--- SOURCE TEXT ---

Politics
Chicago Police Disproportionately Used Force Against Black Chicagoans, Study Commissioned by Department Finds
Chicago police officers disproportionately used force against Black Chicagoans, even when considering they are more likely to be arrested or suspected of committing a crime in the city, according to the results of a court-ordered, first-of-its-kind study that examined four years of data.
CPD officers also disproportionately used force against Latino Chicagoans, as compared with White Chicagoans, according to the study. In addition, CPD officers used greater levels of force against both Black and Latino Chicagoans than White Chicagoans, according to the study.
The study, conducted by social scientists from the University of Texas at San Antonio and the University of Pennsylvania hired by CPD brass and crafted with the approval of a court-appointed monitoring team, blamed “systemic factors” for the disparity, not the actions of individual officers.
Read the full study and its executive summary.
The study also found that the number of times CPD officers used force against Black and Latino Chicagoans “rose significantly toward the end of 2023,” according to the study, which did not attempt to determine the reason behind that increase.
A spokesperson for CPD said the department “continues to make significant strides in our consent decree compliance efforts. We know we have more work to do and will continue to build on the foundation we have set.”

---

- SET PROBLEM A:
Duplicate the portion of the article on the Chicago police study that begins at the words "CPD officers also" and ends after the words "than White Chicagoans, according to the study.".

--- DATA TO USE ---

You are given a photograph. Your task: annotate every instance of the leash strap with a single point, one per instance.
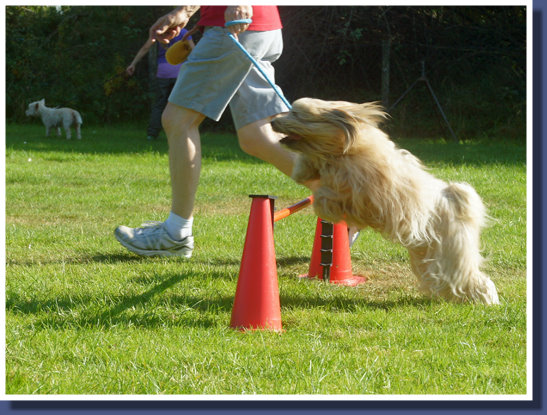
(253, 60)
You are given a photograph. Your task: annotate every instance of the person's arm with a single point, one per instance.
(169, 26)
(130, 70)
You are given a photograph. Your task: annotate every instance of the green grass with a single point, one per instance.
(84, 316)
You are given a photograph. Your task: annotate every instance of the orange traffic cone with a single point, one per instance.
(256, 302)
(340, 270)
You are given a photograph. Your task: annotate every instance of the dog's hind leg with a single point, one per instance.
(458, 259)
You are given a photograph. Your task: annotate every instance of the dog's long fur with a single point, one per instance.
(56, 117)
(366, 181)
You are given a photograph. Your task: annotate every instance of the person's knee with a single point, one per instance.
(176, 119)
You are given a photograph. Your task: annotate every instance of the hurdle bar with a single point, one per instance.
(283, 213)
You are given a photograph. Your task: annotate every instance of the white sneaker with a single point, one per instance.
(152, 239)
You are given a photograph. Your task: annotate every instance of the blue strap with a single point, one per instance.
(257, 65)
(241, 21)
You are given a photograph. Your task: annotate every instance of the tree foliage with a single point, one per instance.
(475, 58)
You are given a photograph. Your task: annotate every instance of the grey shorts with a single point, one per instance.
(218, 73)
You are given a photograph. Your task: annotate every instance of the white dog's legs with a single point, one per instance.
(67, 130)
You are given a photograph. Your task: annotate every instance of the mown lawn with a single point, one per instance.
(85, 317)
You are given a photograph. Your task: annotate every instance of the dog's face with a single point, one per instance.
(34, 107)
(325, 128)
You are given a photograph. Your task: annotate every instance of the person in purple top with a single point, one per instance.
(166, 77)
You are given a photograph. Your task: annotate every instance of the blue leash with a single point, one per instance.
(253, 60)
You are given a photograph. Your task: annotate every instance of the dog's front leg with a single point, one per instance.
(304, 170)
(328, 204)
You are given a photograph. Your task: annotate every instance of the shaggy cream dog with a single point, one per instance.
(366, 181)
(56, 118)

---

- SET PROBLEM B:
Starting at the line of the rows that contains "shorts with a single point, one per instance." and continuing through the last row, restate every line, requests included, and increase each coordinate in the answers by 65; provide only those lines.

- RIGHT ANSWER A:
CPD officers also disproportionately used force against Latino Chicagoans, as compared with White Chicagoans, according to the study. In addition, CPD officers used greater levels of force against both Black and Latino Chicagoans than White Chicagoans, according to the study.

- RIGHT ANSWER B:
You are given a photograph. Your task: annotate every instance of the grey shorts with a single point, one per instance.
(283, 138)
You are given a photograph. Your task: annotate every instance of the white dog's legs with a single point, one per instance.
(132, 195)
You are given a photograph. Your task: annotate every instance of the mown lawn with a single point, one per instance.
(150, 382)
You are given a photograph. Your task: annotate every instance of the dog's face with a single point, one per instance.
(99, 172)
(390, 193)
You are given a photograph. Your task: annotate every instance of the person in purple top with a single point, one per instance.
(231, 142)
You are given a photograph. Your task: annotate every instance of the blue leash with a single point, one per instance.
(318, 125)
You are given a photograph. Your task: annotate every instance of the dog's front leg with a single point, one per instance.
(369, 235)
(393, 269)
You are given a photograph. Your task: annotate every instance of the shaggy cream dog with a single point, one per instance.
(431, 246)
(121, 183)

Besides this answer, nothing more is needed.